◆ Trecho para ler ◆
• • • • • • •

Diz-se na decisão recorrida a propósito da subsunção jurídica dos factos assentes:

§A. O crime de burla informática vem prevista no artigo 221.º n.º 1 do Código Penal, como sendo um crime praticado por “quem, com intenção de obter para si ou para terceiro enriquecimento ilegítimo, causar a outra pessoa prejuízo patrimonial, interferindo no resultado de tratamento de dados ou mediante estruturação incorreta de programa informático, utilização incorreta ou incompleta de dados, utilização de dados sem autorização ou intervenção por qualquer outro modo não autorizada no processamento, é punido com pena de prisão até 3 anos ou com pena de multa”.

Valem aqui as considerações tidas ao crime-base burla e à tutela do bem jurídico protegido por estas disposições, nomeadamente a existência de algumas divergências a respeito da amplitude do bem jurídico protegido. Nas palavras do douto Ac. do TRP, “ao lado do património protege também os valores da lealdade, transparecia e boa fé das transações e a capacidade de cada pessoa se determinar de forma livre e correta nas suas disposições de caracter patrimonial” (Ac. do TRP de 11.1.2017, proc. n.º 1830/12.6JAPRT.P1 (Rel. RENATO BARROSO), disponível em www.dgsi.pt).

O crime de burla visa proteger o bem jurídico do património do ofendido genericamente considerado de uma perspetiva criminal. Mas para que seja o agente punido por este crime, não é só necessário que a lesão ocorra através de uma provocação feita a esse terceiro que limite a sua liberdade de disposição patrimonial, mas que tal ocorra através da ação típica vinculada no preceito acima transcrito.

Razão pela qual se procura punir o ataque ao património do cidadão, mas também a forma pela qual essa lesão patrimonial é conseguida; razão pela qual o crime de burla é uma conduta onde se pune/desvalora simultaneamente o resultado (lesão patrimonial) e a ação típica.

Ação típica esta que é de execução vinculada, cujo resultado tem de ser atingido através de procedimentos e ações que estejam - tipicamente - previstos na descrição dos elementos materiais da infração.

• • • • • • •

◆ Tarefas e exercícios ◆
**A)** Segundo o trecho, em que artigo do Código Penal está previsto o crime de burla informática?
**B)** Diga se cada afirmação está de acordo com o trecho, respondendo sim ou não e citando as palavras que o decidem: (i) O crime de burla informática pode ser punido só com pena de multa. (ii) No crime de burla pune-se apenas o resultado, e não a forma da ação. (iii) A ação típica do crime de burla é de execução livre.

Registos de formas rotuladas
• • • • • • •

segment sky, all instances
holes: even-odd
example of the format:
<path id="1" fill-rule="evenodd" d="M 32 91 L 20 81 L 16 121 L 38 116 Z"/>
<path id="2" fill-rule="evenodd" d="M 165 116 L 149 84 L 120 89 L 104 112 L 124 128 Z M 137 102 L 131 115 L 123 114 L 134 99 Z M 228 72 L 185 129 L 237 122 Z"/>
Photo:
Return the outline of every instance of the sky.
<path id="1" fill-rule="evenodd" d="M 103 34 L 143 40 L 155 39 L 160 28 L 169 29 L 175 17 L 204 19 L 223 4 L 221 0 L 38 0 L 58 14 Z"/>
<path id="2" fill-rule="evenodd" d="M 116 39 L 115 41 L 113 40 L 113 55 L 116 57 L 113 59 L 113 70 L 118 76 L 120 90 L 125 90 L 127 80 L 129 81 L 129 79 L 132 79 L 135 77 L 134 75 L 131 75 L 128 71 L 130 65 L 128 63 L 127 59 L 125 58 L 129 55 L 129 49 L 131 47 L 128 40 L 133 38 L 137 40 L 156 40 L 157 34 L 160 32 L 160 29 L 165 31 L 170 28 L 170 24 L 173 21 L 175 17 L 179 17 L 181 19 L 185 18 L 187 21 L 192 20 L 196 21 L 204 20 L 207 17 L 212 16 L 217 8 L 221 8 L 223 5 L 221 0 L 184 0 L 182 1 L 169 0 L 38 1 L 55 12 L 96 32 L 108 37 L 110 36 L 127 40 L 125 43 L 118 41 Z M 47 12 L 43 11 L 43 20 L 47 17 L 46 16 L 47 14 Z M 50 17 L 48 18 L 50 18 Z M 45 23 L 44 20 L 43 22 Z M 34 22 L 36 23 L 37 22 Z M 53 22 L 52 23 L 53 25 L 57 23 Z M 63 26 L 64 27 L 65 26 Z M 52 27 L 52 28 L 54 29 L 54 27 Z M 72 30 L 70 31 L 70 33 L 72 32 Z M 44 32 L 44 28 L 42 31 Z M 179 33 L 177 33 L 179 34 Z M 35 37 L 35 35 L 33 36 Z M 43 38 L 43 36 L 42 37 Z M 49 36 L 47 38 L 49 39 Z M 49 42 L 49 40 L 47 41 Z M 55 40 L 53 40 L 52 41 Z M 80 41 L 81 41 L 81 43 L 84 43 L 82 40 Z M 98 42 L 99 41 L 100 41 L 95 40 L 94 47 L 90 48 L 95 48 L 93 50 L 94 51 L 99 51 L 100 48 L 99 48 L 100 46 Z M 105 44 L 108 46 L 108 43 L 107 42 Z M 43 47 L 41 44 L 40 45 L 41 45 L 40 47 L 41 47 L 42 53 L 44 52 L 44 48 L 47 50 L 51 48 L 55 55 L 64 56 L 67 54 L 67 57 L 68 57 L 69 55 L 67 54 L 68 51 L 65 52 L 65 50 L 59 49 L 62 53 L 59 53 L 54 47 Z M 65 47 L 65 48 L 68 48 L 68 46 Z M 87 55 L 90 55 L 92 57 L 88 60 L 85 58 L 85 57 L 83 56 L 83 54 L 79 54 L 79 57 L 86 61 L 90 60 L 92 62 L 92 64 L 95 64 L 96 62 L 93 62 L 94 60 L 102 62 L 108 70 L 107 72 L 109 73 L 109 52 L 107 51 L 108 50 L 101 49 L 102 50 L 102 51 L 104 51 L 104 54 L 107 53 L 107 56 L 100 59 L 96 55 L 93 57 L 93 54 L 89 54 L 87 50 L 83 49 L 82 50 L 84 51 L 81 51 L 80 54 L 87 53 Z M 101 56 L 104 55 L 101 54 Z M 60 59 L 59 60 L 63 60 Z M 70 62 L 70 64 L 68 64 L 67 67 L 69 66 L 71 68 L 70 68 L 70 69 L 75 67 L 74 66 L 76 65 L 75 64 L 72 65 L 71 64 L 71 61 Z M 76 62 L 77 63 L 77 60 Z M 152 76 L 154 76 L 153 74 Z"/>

• • • • • • •

◆ Respostas das tarefas ◆
**A)** No artigo 221.º n.º 1 do Código Penal.

**B)**
(i) Sim: "é punido com pena de prisão até 3 anos ou com pena de multa".
(ii) Não: "se pune/desvalora simultaneamente o resultado (lesão patrimonial) e a ação típica".
(iii) Não: "Ação típica esta que é de execução vinculada".